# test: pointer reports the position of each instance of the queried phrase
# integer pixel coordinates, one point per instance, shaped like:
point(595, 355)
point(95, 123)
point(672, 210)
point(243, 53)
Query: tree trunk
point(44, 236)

----------

**THE PROBLEM**
Change each "instance" in the data above to "occurrence" and leave everything else the same.

**FINAL RESULT**
# test: pointer reports the position of each occurrence of the queried phrase
# integer pixel coordinates, one point per occurrence, shaped like:
point(595, 355)
point(95, 123)
point(672, 210)
point(243, 53)
Query: tree trunk
point(44, 236)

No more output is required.